# Do this
Please pick out every line below that contains the word "flat" and copy each of those lines in full.

# Provided entries
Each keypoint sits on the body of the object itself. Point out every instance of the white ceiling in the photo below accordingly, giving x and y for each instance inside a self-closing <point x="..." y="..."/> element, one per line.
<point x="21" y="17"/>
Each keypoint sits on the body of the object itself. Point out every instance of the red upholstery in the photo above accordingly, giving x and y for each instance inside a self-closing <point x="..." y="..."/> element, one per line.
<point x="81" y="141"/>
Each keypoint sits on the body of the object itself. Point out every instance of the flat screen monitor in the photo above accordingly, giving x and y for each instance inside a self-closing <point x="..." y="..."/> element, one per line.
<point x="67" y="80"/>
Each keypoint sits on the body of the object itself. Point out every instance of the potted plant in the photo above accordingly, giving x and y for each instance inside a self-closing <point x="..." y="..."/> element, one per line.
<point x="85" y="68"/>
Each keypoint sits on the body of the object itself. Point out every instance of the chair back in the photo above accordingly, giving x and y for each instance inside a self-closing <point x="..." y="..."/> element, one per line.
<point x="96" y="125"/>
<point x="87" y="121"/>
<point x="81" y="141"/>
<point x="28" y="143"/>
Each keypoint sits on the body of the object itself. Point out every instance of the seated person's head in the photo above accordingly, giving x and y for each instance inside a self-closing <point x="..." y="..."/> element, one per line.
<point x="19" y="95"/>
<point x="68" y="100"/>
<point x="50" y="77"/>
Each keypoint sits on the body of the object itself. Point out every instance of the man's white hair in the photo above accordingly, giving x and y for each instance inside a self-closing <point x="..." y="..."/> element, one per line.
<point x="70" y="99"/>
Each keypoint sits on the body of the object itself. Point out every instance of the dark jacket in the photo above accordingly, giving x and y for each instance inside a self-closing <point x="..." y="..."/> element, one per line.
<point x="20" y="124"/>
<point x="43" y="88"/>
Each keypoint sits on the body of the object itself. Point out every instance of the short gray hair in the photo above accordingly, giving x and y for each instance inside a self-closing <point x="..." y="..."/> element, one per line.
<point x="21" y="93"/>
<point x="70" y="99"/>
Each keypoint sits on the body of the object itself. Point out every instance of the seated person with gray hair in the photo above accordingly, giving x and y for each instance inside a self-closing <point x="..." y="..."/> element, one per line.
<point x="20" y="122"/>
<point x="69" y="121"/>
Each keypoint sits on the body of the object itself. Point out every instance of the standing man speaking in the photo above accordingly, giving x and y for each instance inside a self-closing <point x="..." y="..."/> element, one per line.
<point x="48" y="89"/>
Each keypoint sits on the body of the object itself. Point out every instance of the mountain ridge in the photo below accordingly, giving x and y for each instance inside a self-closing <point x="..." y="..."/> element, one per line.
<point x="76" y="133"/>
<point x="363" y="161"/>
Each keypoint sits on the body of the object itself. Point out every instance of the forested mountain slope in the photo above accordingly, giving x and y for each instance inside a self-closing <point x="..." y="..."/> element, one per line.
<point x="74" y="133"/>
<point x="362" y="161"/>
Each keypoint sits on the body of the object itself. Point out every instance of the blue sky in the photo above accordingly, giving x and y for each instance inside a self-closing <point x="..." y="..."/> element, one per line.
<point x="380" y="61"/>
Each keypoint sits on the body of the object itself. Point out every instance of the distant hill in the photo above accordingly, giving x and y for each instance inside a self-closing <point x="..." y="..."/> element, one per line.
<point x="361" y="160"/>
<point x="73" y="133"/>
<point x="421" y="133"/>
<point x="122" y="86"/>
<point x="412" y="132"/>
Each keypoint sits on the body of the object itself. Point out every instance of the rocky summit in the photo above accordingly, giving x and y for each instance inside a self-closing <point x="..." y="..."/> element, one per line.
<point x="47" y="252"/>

* * *

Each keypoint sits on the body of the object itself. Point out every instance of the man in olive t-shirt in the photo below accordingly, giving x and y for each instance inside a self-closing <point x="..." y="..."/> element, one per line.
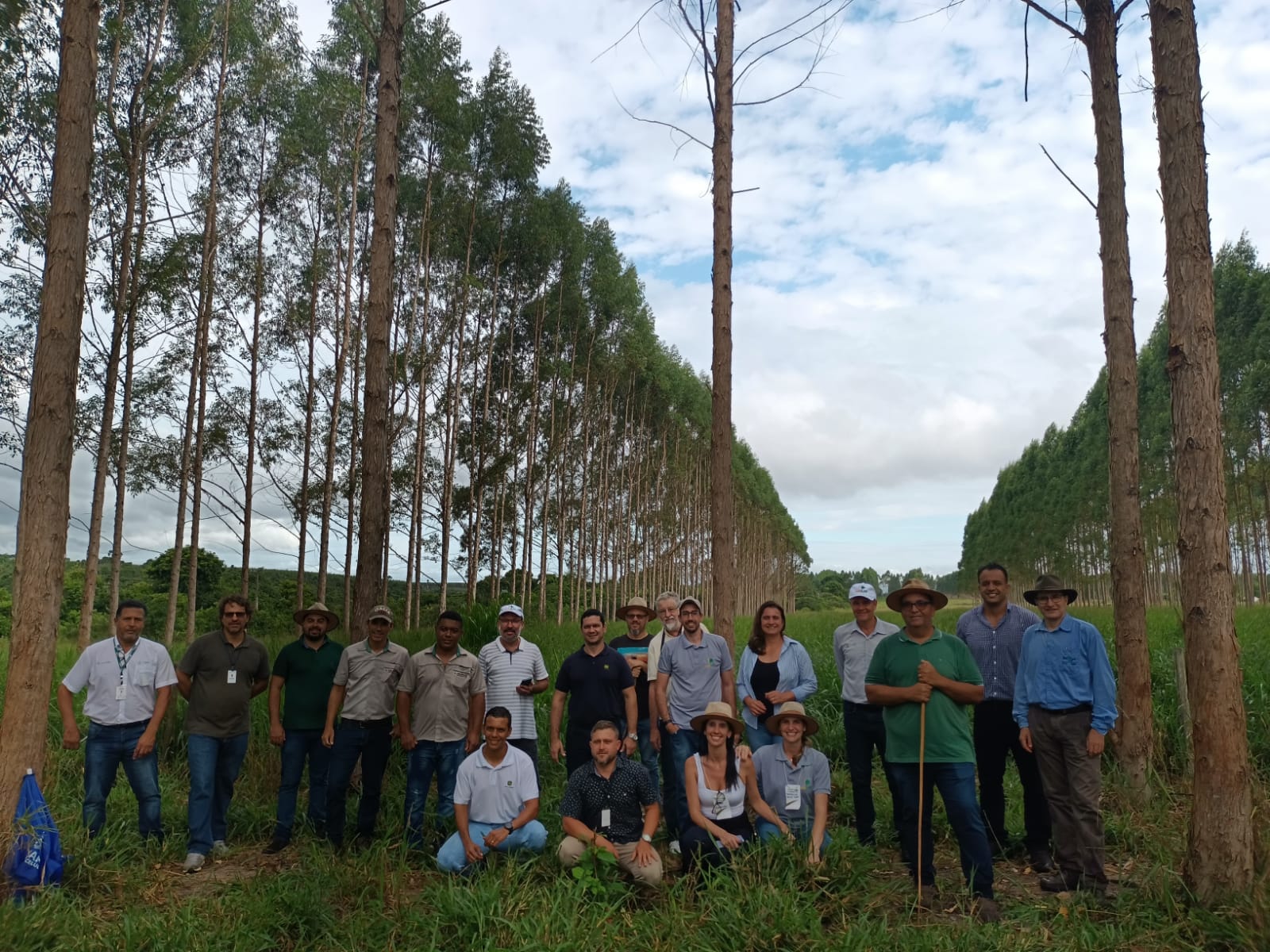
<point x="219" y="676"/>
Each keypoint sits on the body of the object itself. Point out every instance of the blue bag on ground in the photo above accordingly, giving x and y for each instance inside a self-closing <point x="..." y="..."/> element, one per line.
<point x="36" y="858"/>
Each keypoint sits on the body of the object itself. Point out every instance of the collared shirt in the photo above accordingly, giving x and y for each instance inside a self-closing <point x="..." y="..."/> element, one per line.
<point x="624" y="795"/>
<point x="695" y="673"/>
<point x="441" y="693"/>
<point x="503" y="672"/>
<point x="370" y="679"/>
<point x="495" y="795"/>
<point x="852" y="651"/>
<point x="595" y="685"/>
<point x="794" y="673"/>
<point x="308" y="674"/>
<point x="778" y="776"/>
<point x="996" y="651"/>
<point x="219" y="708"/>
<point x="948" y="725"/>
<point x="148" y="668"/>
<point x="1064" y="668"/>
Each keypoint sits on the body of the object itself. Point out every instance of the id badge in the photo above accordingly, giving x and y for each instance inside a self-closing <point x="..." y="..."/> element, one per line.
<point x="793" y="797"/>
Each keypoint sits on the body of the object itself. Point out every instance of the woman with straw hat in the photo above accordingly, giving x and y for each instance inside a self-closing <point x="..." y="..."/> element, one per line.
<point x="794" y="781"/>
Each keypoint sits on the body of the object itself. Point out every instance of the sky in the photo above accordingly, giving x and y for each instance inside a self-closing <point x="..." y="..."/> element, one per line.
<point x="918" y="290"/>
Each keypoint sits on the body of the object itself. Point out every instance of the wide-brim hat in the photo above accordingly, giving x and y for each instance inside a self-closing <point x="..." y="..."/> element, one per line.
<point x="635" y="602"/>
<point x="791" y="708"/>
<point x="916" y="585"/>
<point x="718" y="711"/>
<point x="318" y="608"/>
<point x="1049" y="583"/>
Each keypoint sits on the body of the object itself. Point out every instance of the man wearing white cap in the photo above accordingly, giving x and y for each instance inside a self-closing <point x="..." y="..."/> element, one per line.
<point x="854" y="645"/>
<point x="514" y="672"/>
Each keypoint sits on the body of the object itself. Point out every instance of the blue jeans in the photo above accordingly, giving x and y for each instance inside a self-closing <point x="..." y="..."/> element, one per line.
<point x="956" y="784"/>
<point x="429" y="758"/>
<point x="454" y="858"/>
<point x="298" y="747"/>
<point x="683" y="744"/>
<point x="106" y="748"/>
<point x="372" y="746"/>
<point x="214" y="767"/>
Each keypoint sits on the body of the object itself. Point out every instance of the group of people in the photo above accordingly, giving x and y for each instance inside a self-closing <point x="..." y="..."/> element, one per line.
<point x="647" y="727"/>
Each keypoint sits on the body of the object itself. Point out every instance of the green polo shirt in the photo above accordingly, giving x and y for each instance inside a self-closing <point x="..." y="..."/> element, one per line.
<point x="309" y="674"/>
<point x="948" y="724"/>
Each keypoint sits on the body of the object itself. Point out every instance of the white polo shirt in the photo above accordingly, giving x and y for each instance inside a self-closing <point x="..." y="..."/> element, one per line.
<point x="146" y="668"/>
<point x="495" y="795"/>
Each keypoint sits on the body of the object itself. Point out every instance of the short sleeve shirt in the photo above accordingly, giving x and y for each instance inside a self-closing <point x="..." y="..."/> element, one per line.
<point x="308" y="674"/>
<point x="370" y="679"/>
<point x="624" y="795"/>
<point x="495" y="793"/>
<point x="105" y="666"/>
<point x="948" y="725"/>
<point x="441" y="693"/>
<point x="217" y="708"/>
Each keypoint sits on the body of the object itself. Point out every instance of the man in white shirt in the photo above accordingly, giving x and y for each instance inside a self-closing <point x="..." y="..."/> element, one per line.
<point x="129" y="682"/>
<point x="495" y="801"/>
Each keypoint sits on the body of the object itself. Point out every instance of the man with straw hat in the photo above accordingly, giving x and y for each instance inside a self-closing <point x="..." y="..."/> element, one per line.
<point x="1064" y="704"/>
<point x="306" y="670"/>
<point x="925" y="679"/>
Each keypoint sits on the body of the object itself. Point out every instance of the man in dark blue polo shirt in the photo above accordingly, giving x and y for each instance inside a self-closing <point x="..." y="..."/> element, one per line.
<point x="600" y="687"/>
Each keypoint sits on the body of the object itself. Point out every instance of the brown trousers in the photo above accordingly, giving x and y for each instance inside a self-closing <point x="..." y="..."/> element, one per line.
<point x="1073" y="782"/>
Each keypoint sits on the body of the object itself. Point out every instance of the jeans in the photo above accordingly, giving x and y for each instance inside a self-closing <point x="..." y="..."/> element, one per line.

# Exercise result
Each keypoint sits on the body of the object itself. Point out every instance of the flat screen monitor in the photo above accordingly, giving x and y for each instance inside a self-closing <point x="..." y="..."/> element, one per line.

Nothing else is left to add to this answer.